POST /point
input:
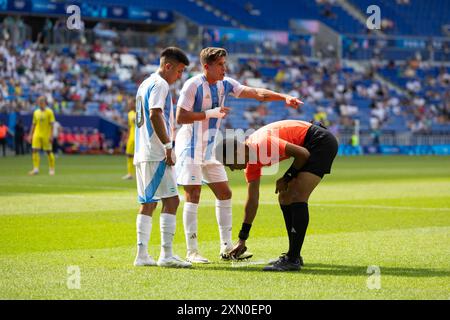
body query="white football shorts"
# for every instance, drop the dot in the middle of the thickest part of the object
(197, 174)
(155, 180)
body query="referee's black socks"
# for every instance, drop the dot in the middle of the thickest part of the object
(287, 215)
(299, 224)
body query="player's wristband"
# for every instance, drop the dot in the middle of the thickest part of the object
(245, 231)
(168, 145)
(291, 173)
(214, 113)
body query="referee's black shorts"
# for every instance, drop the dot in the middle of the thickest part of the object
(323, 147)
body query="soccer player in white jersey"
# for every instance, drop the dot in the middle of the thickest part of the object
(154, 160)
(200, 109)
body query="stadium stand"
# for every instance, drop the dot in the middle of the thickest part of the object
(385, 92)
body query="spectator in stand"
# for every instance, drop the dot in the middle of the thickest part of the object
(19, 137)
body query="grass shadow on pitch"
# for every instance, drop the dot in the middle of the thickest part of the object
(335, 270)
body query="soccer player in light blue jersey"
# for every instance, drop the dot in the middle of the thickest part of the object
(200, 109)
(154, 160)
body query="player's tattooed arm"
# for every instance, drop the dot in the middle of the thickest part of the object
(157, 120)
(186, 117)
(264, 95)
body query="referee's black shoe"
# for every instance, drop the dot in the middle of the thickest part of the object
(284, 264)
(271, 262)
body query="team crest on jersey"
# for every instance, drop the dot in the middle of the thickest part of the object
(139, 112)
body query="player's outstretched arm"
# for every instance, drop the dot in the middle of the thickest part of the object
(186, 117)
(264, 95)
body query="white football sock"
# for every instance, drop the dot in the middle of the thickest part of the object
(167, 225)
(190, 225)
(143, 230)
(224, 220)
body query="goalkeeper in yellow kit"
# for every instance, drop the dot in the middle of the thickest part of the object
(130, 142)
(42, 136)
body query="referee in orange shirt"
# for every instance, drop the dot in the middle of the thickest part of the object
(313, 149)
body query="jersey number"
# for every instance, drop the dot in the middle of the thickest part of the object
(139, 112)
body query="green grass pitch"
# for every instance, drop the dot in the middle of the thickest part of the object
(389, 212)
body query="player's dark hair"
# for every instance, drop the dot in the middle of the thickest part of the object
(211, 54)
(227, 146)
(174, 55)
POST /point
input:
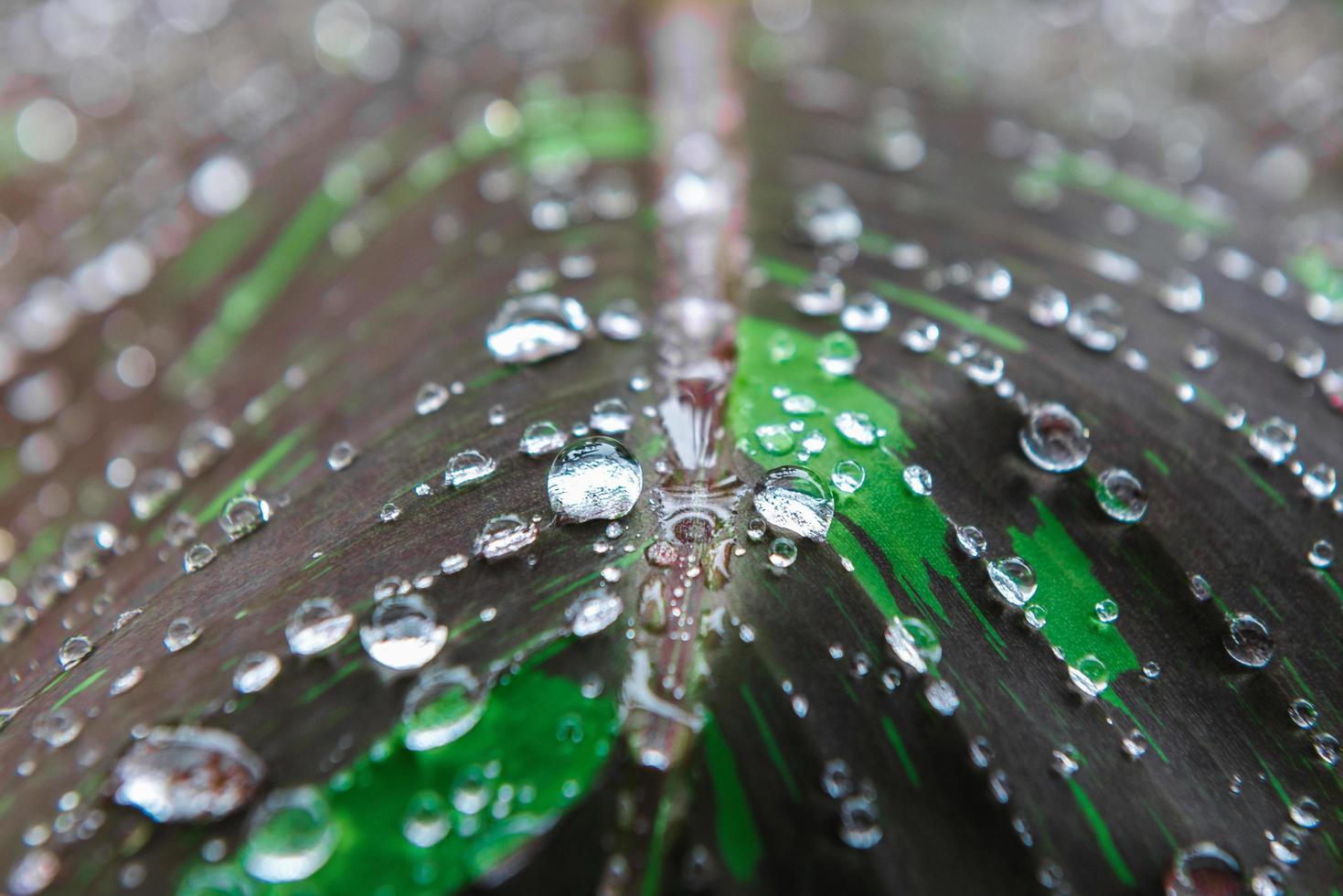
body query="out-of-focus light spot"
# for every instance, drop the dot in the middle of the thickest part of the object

#### Written problem
Reproduce each entry precisely. Leave the pictures out.

#### Final answer
POST /point
input:
body query="white football shorts"
# for every instance, drop the dot in the middle of the thickest part of the object
(197, 174)
(155, 180)
body query="referee's black socks"
# for every instance, drop the dot in the middle of the thickest part of the object
(287, 215)
(299, 224)
body query="player's wristband"
# for every instance, drop the dot in the middle of the thickest part of the object
(245, 231)
(168, 145)
(291, 173)
(214, 113)
body query="referee's black shorts"
# for every instance, drop the dot in the middle of the thickest part of the object
(323, 147)
body query="soccer player in white jersey"
# for every instance, drop the dot in the middle of the thickest part of the object
(154, 160)
(200, 109)
body query="stadium stand"
# for every instance, drop the dot in the middle of the thickest part of the object
(385, 92)
body query="spectator in stand"
# for every instance, drop the dot in the middle of the thickest part of the object
(19, 137)
body query="grass shadow on pitch"
# for every instance, drop the dot in the middle of the thickest part of the object
(335, 270)
body query="soccer player in light blue jersey"
# for every instance, drop the dot in the middle of the thickest part of the object
(200, 109)
(154, 160)
body query="player's tattooed arm"
# for every instance, drop the dot in the middle of the thickest part of the object
(157, 120)
(186, 117)
(264, 95)
body query="referee's black shoe"
# for every instance, drop the dot in the middle of the thickest part of the object
(284, 264)
(271, 262)
body query="team crest on jersey"
# for every instance, drop the dot in the middle of the thickest part of the object
(139, 112)
body query="player's outstretched arm"
# for every instance, drop the dot in the middle of the thickest part of the object
(186, 117)
(264, 95)
body query="white football sock"
# for every instance, drop the dot in the middle of the thickest part of the object
(167, 225)
(190, 225)
(143, 230)
(224, 220)
body query="goalkeeper in yellow kit"
# for every instance, drop the dot in the middle of the thickest part of the object
(130, 142)
(42, 136)
body query="referee in orange shirt"
# for every instance, drop the dot in the middle of the thickest part of the object
(313, 149)
body query="jersey number"
# for every instance, drop the dot in the middle of the thickest part of the object
(139, 112)
body query="green grass pitch"
# for every instance, drop the dot in the middle of the thickest part of the object
(389, 212)
body query="player's dark hair"
# for every instance, drop the dot in the middle of the thickest part of the object
(211, 54)
(227, 146)
(174, 55)
POST /point
input:
body query="out-of-focus light spot"
# for every instance, drop the dot in the middle of the thickest part of the object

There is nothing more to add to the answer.